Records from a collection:
*** Begin section ***

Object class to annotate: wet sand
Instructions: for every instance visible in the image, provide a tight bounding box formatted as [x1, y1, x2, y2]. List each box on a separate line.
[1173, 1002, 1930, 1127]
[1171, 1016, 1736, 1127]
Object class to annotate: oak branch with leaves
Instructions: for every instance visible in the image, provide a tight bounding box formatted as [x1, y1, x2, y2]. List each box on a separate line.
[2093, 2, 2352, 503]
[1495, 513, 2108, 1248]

*** End section ***
*** Begin section ***

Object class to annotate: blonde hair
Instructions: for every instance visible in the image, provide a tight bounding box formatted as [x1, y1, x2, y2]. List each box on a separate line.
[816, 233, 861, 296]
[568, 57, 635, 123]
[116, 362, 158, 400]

*** End section ***

### Goal of the exercise
Look through the data above. Copy every line with the string "annotate" in it.

### Response for this exercise
Object class to annotate: wet sand
Object class to annotate: oak branch with leaves
Object class to annotate: blonde hair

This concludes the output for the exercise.